Provided text »
In the modern age, one of the clearest examples of beauty and symmetry in the formulation of a scientific theory is probably that of the electromagnetic field equations, as they have been expressed by J. Clerk Maxwell (1831-1879). His theory unifies various phenomena belonging to both electric and magnetic fields, whose nature would seem, apparently, independent. One of the equations which embodies at the best the high aesthetic value of the theory is that connecting the speed of light c with the dielectrical constant ε0 and the diamagnetic constant μ0 of the vacuum, according to the formula c 2 ε0 μ0 =1 , obtained on purely theoretical basis and confirmed later on by experimental measuring. In the realm of chemistry, from the mid 19th century, and above all with the beginning of atomic physics at the beginning of the 20th century, scientists were witnesses of how, in nature, it was taking shape what we know now as the "Periodic Table of Elements", and whose first development took place in 1870 through the work of D.I. Mendeleev and L. Meyer. The Table represents a unique example of simplicity, internal cohesion and explicative power. Based on the progressive order of the atomic weight and ranked by a unit which corresponds to the simplest element, the hydrogen, all the places of the Table are occupied by the various chemical elements. Along the rows of the Table, the chemical properties of the various elements are periodically reproduced, according to growing levels of complexity, perfectly related --as discovered later on-- to the structure of the electronic orbitals associated to the nucleus of each chemical element. We are facing a "unique" descriptive plot capable of unifying and connecting among each other the properties of the 92 chemical elements found in nature, from hydrogen to uranium, and that can be extended to those other elements we now synthesize in our labs. The discoveries of isotopes and of the fine structure of electronic orbitals have not modified the original pattern of the Table, having enriched it while maintaining its logic. This makes it possible to a 21st century chemistry student, although he has acquired much more knowledge, to identify and put in order such information in a much easier manner than it was possible to a chemistry scholar at the beginning of the 19th century.

Supplied material »
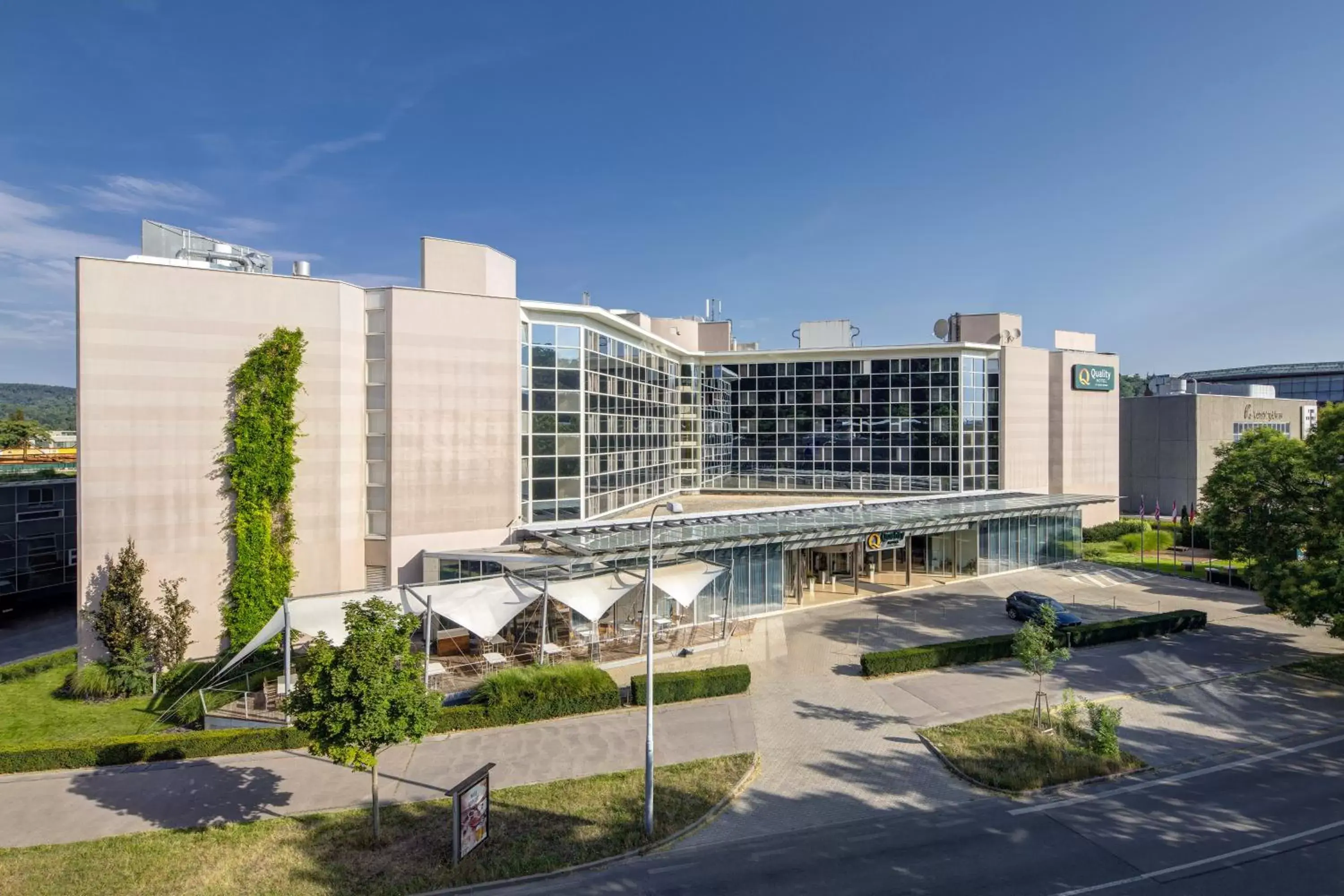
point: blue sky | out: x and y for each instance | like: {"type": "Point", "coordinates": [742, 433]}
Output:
{"type": "Point", "coordinates": [1167, 175]}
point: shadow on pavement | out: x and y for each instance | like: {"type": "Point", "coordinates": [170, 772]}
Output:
{"type": "Point", "coordinates": [199, 793]}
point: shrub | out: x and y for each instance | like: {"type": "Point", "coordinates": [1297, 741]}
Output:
{"type": "Point", "coordinates": [953, 653]}
{"type": "Point", "coordinates": [531, 694]}
{"type": "Point", "coordinates": [463, 718]}
{"type": "Point", "coordinates": [29, 668]}
{"type": "Point", "coordinates": [92, 681]}
{"type": "Point", "coordinates": [1069, 708]}
{"type": "Point", "coordinates": [1152, 540]}
{"type": "Point", "coordinates": [1105, 724]}
{"type": "Point", "coordinates": [1113, 531]}
{"type": "Point", "coordinates": [674, 687]}
{"type": "Point", "coordinates": [135, 749]}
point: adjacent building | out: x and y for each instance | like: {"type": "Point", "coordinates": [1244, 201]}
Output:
{"type": "Point", "coordinates": [452, 421]}
{"type": "Point", "coordinates": [1319, 382]}
{"type": "Point", "coordinates": [1167, 441]}
{"type": "Point", "coordinates": [37, 540]}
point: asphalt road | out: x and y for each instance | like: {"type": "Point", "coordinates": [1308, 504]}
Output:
{"type": "Point", "coordinates": [26, 633]}
{"type": "Point", "coordinates": [1252, 824]}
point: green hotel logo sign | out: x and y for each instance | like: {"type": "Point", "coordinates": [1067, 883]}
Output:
{"type": "Point", "coordinates": [1090, 378]}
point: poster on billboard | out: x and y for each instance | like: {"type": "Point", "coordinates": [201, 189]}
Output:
{"type": "Point", "coordinates": [471, 812]}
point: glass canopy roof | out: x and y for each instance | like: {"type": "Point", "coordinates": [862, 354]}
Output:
{"type": "Point", "coordinates": [835, 521]}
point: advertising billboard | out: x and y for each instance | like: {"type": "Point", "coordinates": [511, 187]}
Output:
{"type": "Point", "coordinates": [1092, 378]}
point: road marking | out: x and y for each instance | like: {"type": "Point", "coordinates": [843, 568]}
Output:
{"type": "Point", "coordinates": [1203, 862]}
{"type": "Point", "coordinates": [1198, 773]}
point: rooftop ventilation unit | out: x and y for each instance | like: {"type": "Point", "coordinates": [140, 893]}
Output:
{"type": "Point", "coordinates": [166, 241]}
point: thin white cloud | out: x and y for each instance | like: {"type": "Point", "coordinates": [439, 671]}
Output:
{"type": "Point", "coordinates": [31, 245]}
{"type": "Point", "coordinates": [35, 326]}
{"type": "Point", "coordinates": [308, 155]}
{"type": "Point", "coordinates": [128, 194]}
{"type": "Point", "coordinates": [242, 228]}
{"type": "Point", "coordinates": [285, 256]}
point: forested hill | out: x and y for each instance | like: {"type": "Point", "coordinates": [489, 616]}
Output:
{"type": "Point", "coordinates": [53, 406]}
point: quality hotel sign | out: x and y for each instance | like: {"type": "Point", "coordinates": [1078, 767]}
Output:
{"type": "Point", "coordinates": [1089, 378]}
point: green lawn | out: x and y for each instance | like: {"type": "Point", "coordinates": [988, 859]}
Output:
{"type": "Point", "coordinates": [1328, 668]}
{"type": "Point", "coordinates": [1008, 753]}
{"type": "Point", "coordinates": [1115, 554]}
{"type": "Point", "coordinates": [33, 711]}
{"type": "Point", "coordinates": [534, 829]}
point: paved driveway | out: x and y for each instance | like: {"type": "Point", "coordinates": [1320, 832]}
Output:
{"type": "Point", "coordinates": [846, 747]}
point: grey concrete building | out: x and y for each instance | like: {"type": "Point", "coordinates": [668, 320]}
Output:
{"type": "Point", "coordinates": [1167, 441]}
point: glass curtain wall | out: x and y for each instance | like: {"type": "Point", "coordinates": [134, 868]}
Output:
{"type": "Point", "coordinates": [1015, 543]}
{"type": "Point", "coordinates": [979, 422]}
{"type": "Point", "coordinates": [632, 401]}
{"type": "Point", "coordinates": [870, 425]}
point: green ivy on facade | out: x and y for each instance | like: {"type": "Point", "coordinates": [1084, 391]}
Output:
{"type": "Point", "coordinates": [260, 465]}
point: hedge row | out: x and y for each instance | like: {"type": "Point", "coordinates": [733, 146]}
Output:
{"type": "Point", "coordinates": [999, 646]}
{"type": "Point", "coordinates": [675, 687]}
{"type": "Point", "coordinates": [120, 751]}
{"type": "Point", "coordinates": [29, 668]}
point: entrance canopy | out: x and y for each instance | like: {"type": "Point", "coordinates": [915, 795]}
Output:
{"type": "Point", "coordinates": [324, 614]}
{"type": "Point", "coordinates": [483, 606]}
{"type": "Point", "coordinates": [810, 524]}
{"type": "Point", "coordinates": [596, 595]}
{"type": "Point", "coordinates": [685, 582]}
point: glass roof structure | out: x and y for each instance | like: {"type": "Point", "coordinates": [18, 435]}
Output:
{"type": "Point", "coordinates": [811, 524]}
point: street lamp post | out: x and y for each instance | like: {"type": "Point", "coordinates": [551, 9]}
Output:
{"type": "Point", "coordinates": [671, 507]}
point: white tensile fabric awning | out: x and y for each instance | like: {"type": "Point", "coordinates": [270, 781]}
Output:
{"type": "Point", "coordinates": [683, 582]}
{"type": "Point", "coordinates": [324, 613]}
{"type": "Point", "coordinates": [596, 595]}
{"type": "Point", "coordinates": [484, 606]}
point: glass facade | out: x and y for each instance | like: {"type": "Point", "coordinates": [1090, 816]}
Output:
{"type": "Point", "coordinates": [600, 424]}
{"type": "Point", "coordinates": [37, 538]}
{"type": "Point", "coordinates": [1019, 542]}
{"type": "Point", "coordinates": [865, 425]}
{"type": "Point", "coordinates": [611, 424]}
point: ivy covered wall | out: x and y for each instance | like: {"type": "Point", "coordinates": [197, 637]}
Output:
{"type": "Point", "coordinates": [260, 469]}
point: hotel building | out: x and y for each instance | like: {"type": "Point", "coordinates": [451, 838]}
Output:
{"type": "Point", "coordinates": [452, 422]}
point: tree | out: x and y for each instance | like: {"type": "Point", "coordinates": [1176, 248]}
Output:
{"type": "Point", "coordinates": [19, 432]}
{"type": "Point", "coordinates": [1260, 497]}
{"type": "Point", "coordinates": [357, 699]}
{"type": "Point", "coordinates": [124, 620]}
{"type": "Point", "coordinates": [172, 626]}
{"type": "Point", "coordinates": [1279, 503]}
{"type": "Point", "coordinates": [1034, 645]}
{"type": "Point", "coordinates": [1132, 385]}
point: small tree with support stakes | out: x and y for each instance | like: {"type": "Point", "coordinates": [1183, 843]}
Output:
{"type": "Point", "coordinates": [1034, 645]}
{"type": "Point", "coordinates": [366, 695]}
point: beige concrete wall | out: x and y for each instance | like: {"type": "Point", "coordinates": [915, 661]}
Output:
{"type": "Point", "coordinates": [156, 347]}
{"type": "Point", "coordinates": [681, 331]}
{"type": "Point", "coordinates": [452, 267]}
{"type": "Point", "coordinates": [988, 328]}
{"type": "Point", "coordinates": [1025, 420]}
{"type": "Point", "coordinates": [453, 421]}
{"type": "Point", "coordinates": [1084, 436]}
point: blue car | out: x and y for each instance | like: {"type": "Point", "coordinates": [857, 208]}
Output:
{"type": "Point", "coordinates": [1026, 605]}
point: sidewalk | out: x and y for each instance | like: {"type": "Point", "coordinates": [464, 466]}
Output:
{"type": "Point", "coordinates": [61, 806]}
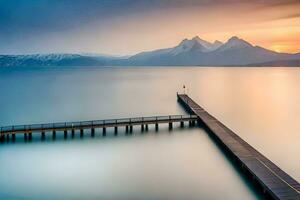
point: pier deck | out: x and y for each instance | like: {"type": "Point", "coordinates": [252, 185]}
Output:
{"type": "Point", "coordinates": [274, 181]}
{"type": "Point", "coordinates": [65, 126]}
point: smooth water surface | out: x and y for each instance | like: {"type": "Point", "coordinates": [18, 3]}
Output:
{"type": "Point", "coordinates": [260, 104]}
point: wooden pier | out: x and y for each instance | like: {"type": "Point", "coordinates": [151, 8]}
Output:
{"type": "Point", "coordinates": [8, 132]}
{"type": "Point", "coordinates": [273, 181]}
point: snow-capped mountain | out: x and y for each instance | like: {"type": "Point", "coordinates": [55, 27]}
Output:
{"type": "Point", "coordinates": [196, 51]}
{"type": "Point", "coordinates": [51, 60]}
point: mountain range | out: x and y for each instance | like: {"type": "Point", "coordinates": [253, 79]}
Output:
{"type": "Point", "coordinates": [196, 52]}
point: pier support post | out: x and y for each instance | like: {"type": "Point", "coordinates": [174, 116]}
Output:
{"type": "Point", "coordinates": [43, 135]}
{"type": "Point", "coordinates": [93, 132]}
{"type": "Point", "coordinates": [65, 134]}
{"type": "Point", "coordinates": [116, 130]}
{"type": "Point", "coordinates": [170, 125]}
{"type": "Point", "coordinates": [2, 138]}
{"type": "Point", "coordinates": [30, 135]}
{"type": "Point", "coordinates": [142, 127]}
{"type": "Point", "coordinates": [81, 133]}
{"type": "Point", "coordinates": [54, 135]}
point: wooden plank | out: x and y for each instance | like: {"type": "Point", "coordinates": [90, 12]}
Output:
{"type": "Point", "coordinates": [62, 126]}
{"type": "Point", "coordinates": [271, 178]}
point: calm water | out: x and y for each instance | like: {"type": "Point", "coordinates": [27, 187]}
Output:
{"type": "Point", "coordinates": [260, 104]}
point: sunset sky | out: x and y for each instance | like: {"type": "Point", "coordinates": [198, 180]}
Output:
{"type": "Point", "coordinates": [123, 27]}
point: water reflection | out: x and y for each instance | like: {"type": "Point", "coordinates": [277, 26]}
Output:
{"type": "Point", "coordinates": [259, 104]}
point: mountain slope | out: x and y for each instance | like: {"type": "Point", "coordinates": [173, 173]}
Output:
{"type": "Point", "coordinates": [51, 60]}
{"type": "Point", "coordinates": [199, 52]}
{"type": "Point", "coordinates": [196, 51]}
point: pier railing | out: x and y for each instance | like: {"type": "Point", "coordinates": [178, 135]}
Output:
{"type": "Point", "coordinates": [96, 123]}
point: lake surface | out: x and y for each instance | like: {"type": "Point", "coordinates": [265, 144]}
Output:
{"type": "Point", "coordinates": [259, 104]}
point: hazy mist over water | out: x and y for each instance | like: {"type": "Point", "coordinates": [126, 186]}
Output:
{"type": "Point", "coordinates": [260, 104]}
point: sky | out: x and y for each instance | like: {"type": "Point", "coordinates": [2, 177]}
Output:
{"type": "Point", "coordinates": [126, 27]}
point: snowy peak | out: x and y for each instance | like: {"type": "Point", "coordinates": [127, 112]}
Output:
{"type": "Point", "coordinates": [235, 43]}
{"type": "Point", "coordinates": [196, 44]}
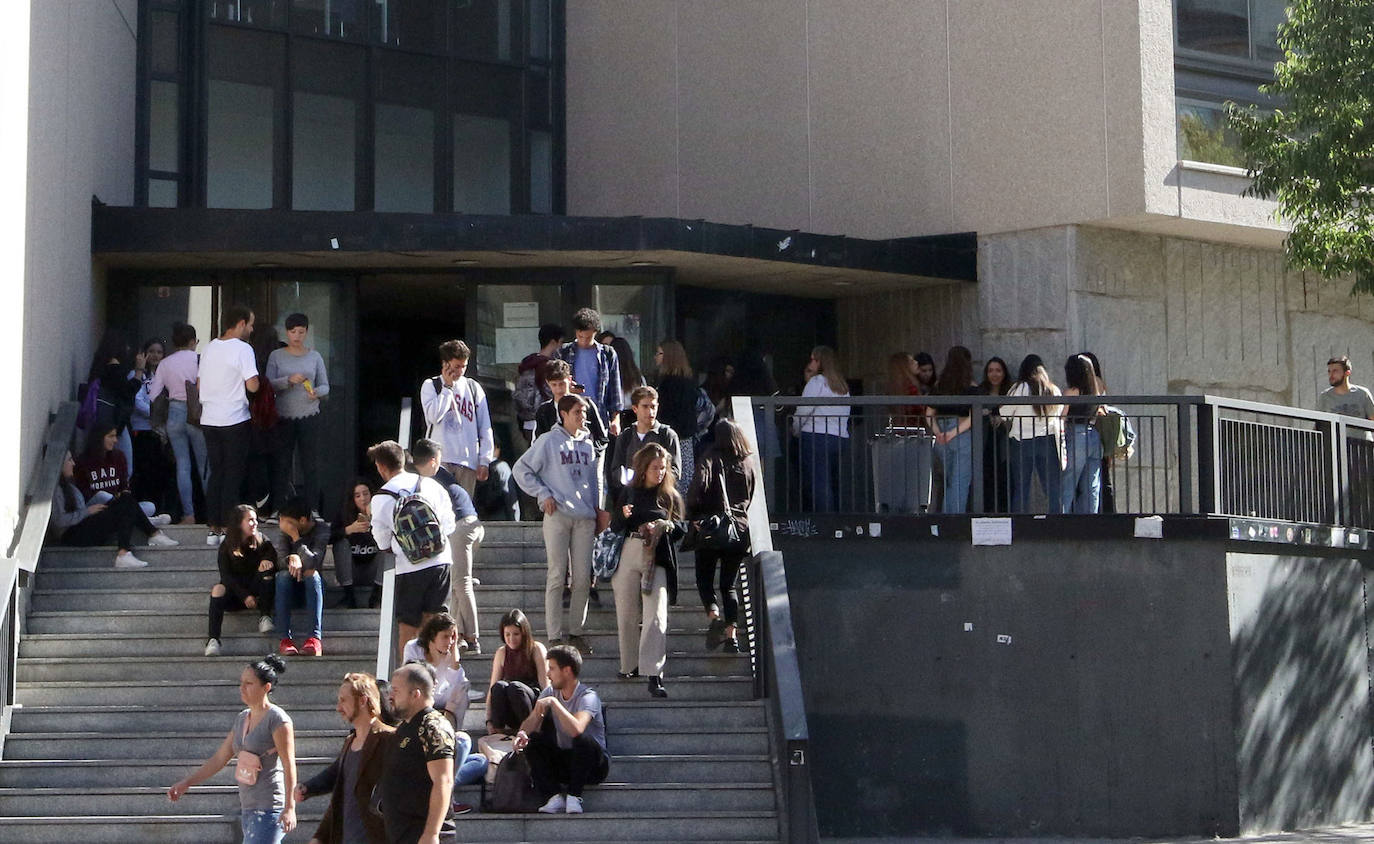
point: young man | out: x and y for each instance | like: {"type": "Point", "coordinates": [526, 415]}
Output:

Instructions for the task »
Copy the passage about Maxwell's equations and the Periodic Table from start to finish, word for word.

Reply »
In the modern age, one of the clearest examples of beauty and symmetry in the formulation of a scientific theory is probably that of the electromagnetic field equations, as they have been expressed by J. Clerk Maxwell (1831-1879). His theory unifies various phenomena belonging to both electric and magnetic fields, whose nature would seem, apparently, independent. One of the equations which embodies at the best the high aesthetic value of the theory is that connecting the speed of light c with the dielectrical constant ε0 and the diamagnetic constant μ0 of the vacuum, according to the formula c 2 ε0 μ0 =1 , obtained on purely theoretical basis and confirmed later on by experimental measuring. In the realm of chemistry, from the mid 19th century, and above all with the beginning of atomic physics at the beginning of the 20th century, scientists were witnesses of how, in nature, it was taking shape what we know now as the "Periodic Table of Elements", and whose first development took place in 1870 through the work of D.I. Mendeleev and L. Meyer. The Table represents a unique example of simplicity, internal cohesion and explicative power. Based on the progressive order of the atomic weight and ranked by a unit which corresponds to the simplest element, the hydrogen, all the places of the Table are occupied by the various chemical elements. Along the rows of the Table, the chemical properties of the various elements are periodically reproduced, according to growing levels of complexity, perfectly related --as discovered later on-- to the structure of the electronic orbitals associated to the nucleus of each chemical element. We are facing a "unique" descriptive plot capable of unifying and connecting among each other the properties of the 92 chemical elements found in nature, from hydrogen to uranium, and that can be extended to those other elements we now synthesize in our labs. The discoveries of isotopes and of the fine structure of electronic orbitals have not modified the original pattern of the Table, having enriched it while maintaining its logic. This makes it possible to a 21st century chemistry student, although he has acquired much more knowledge, to identify and put in order such information in a much easier manner than it was possible to a chemistry scholar at the beginning of the 19th century.